The listing is to be printed word for word, pictures omitted.
○ ○ ○ ○ ○
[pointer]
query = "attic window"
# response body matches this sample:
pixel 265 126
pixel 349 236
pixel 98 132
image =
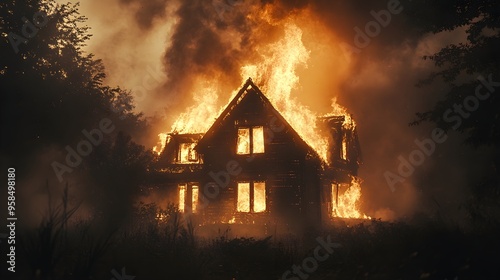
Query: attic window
pixel 187 153
pixel 251 197
pixel 188 198
pixel 250 140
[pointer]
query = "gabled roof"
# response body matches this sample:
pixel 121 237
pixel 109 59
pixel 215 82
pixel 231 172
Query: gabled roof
pixel 250 87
○ ○ ○ ○ ○
(Result of this exercise)
[pointer]
query = "attic window"
# response body matches this sample:
pixel 265 126
pixel 349 236
pixel 98 132
image =
Query: attic window
pixel 187 153
pixel 251 197
pixel 188 198
pixel 250 140
[pointer]
query = "gabled roof"
# response body matches this sample:
pixel 121 237
pixel 109 59
pixel 215 82
pixel 231 172
Query: gabled roof
pixel 250 87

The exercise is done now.